## Stated task
Output, verbatim, the stretch of the forum thread on the model A&W drive-in from "Send her out" through "(Jan 4, 2008)".
## Begin Supplied text
# A & W coming along.



## Jerry Barnes (Jan 2, 2008)

Got the A&W out and lights hooked up. Once car has headlights. I used some diner parts glued to a clear plastic base. Dibond roof, will cover it with black roofing. Roller skate car hops will be installed next.


----------



## David Leech (Dec 9, 2008)

Oh, the good old days, when eating out was fun and less expensive!
Looks good Jerry.
Cheers,
David Leech, Delta, Canada


----------



## cephius (Jan 10, 2008)

That does look nice!


----------



## Totalwrecker (Feb 26, 2009)

Send her out with a Root Beer Float, burger and fries!
But I think your sign is on the wrong end, should shine down the street to town!
John


----------



## up9018 (Jan 4, 2008)

Nice, those old A&Ws were really great.


----------



## noelw (Jan 2, 2008)

Neat stuff,Jerry. 
I forgot if told us, but did you find it as a kit for the drive in?


----------



## jimtyp (Jan 2, 2008)

Looking great Jerry! Did you get the sign from Miller Engineering? 

Skate hops will be a nice touch. How detailed are you going to go? Are you going to add an ordering menu and speaker at each stall?

-Jim


----------



## Jerry Barnes (Jan 2, 2008)

I got the carhops installed. Rod through two of them, the skinny one got siliconed down. No more detail is planned. Were no speaker things, as I recall. Just came out and got your order. Parts were picked up online Facebook swap shop, not sure where it came from. Is altered some to fit the basic plastic box I had made previously. Does have an interior and a menu on the wall there and on the wall outside. Inside lights up. I'll try to get a shot of that posted. A&W sign is from an LGB Esso gas sign I got online years ago . Peeled that off and had Stan make a decal for it, had to alter the proportions a little.


----------



## CliffyJ (Apr 29, 2009)

Wow, great job Jerry!


----------



## Dave Meashey (Jan 2, 2008)

Jerry;

The bad thing is that I can almost taste the floats, burgers, and fries. The good thing is the model is so neat!

I grew up in the Hershey area. We did not have A&W, but we did have Twin Kiss: root beer in frosted mugs, root beet floats, onion rings, fries, Hollywood burgers, and the signature frozen custard cone with the chocolate and vanilla flavors intertwined.

My wife is a Hoosier, and does have the fond memories of A&W. I am glad the root beer is still available at the grocery store.

Best,
David Meashey


----------



## harvey (Dec 30, 2008)

I had a look at your pictures Jerry and I'm absolutely sure I could smell a burger cooking. A great job, well done, the night picture looks so real. 
As you may know we have Tim Horton's coffee shops up here in Canada, I have thought of building one, but I'm not sure I could afford all the scale police cars which are typically found outside!
Well done Jerry, thanks for posting.
Cheers.


----------



## scottemcdonald (Jan 11, 2008)

I like the close proximity to the track. The A&W in my home town backed up to the mainline running through the desert on its way north towards the Tehachapi Loop. I'm sure the engineers wished they could get a cold one on the way. Who knows, maybe they did once in a while. ;-) Very nicely done.

Scott


----------



## denray (Jan 5, 2008)

Wow Jerry that looks great, and brings back many pleasant memories
Dennis


----------



## Jerry Barnes (Jan 2, 2008)

Thanks, I appreciate your kind comments.


----------



## Mike Flea (Apr 8, 2014)

Very nice, Jerry. The Last of the Dog N'Suds drive ins, that I know of, is in the village of Richmond, IL, up near the Wisconsin border, and every time I'm up there, I try to stop in, brings back lots of fond memories. Especially nice on the weekends when they have the Cruise nights.

Thanks for the memories!


----------



## Jerry Barnes (Jan 2, 2008)

There is one in Wichita:
https://www.supalicious.com/kansas/wichita/restaurant/dog-n-suds-restaurants


----------
## End Supplied text
## Begin Material
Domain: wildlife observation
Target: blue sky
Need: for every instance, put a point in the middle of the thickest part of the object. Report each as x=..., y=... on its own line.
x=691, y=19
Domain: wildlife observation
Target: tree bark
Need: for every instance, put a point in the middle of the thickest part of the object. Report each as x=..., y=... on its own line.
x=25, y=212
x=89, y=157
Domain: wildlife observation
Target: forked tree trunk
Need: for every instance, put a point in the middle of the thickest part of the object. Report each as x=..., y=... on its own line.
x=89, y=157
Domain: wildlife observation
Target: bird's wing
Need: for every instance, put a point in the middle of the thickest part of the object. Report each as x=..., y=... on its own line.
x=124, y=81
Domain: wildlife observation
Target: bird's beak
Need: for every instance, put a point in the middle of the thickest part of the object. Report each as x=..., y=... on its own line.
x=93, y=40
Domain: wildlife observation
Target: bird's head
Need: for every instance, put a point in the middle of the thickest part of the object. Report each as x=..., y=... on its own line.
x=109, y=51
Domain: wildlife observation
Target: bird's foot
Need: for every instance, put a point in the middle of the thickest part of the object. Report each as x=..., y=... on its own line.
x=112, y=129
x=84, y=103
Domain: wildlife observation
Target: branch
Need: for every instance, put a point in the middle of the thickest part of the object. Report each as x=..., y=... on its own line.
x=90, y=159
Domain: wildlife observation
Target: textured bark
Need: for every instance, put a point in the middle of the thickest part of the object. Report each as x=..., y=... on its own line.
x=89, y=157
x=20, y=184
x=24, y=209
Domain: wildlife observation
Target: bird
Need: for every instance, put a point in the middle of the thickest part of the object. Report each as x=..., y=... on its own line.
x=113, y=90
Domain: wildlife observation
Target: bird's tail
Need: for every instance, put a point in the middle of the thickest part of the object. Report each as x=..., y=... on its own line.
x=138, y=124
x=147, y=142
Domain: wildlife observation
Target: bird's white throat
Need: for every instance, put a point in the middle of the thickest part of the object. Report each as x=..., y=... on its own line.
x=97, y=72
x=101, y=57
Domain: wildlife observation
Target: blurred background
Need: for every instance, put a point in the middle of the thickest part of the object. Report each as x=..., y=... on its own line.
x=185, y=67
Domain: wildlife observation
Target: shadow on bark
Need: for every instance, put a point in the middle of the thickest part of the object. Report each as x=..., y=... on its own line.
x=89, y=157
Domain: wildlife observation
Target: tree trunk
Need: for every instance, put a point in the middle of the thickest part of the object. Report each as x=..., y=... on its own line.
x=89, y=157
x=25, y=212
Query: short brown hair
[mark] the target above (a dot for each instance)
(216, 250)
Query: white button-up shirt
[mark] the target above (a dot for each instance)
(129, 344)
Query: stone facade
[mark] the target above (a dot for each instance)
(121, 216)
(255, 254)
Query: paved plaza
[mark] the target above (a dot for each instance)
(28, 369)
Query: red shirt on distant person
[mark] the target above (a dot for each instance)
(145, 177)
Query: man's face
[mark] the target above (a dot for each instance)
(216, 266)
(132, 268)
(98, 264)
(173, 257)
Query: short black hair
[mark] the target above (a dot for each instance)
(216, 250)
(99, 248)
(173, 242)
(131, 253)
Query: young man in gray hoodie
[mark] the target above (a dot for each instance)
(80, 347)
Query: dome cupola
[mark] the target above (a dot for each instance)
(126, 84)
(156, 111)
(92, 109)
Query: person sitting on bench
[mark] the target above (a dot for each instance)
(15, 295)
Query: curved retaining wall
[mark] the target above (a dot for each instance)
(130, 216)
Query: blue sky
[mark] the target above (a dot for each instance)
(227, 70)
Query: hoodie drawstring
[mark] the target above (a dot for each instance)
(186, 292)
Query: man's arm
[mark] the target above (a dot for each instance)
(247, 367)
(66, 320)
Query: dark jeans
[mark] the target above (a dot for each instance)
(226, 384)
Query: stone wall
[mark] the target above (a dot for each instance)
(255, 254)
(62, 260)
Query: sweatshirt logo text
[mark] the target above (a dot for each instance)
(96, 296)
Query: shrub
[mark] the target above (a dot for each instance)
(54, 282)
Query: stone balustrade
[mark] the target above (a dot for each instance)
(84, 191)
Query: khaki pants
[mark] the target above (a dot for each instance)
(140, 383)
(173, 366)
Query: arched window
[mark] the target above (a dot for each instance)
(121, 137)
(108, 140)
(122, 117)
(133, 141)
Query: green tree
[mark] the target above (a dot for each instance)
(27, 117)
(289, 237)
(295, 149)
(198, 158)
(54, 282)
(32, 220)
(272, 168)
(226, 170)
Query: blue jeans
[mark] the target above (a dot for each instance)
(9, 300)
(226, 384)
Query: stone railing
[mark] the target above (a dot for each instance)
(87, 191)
## End Material
## Task result
Send her out with a Root Beer Float, burger and fries!
But I think your sign is on the wrong end, should shine down the street to town!
John


----------



## up9018 (Jan 4, 2008)